===== Exercise material =====

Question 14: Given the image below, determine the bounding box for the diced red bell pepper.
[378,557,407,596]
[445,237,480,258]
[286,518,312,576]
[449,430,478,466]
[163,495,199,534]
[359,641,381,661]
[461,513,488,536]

=====

◆ Instruction
Extract every line of the items above that contains the word "image", treating uppercase and lowercase as different.

◆ Exercise result
Question 14: Given the image below, determine the bounding box for the diced red bell pepper.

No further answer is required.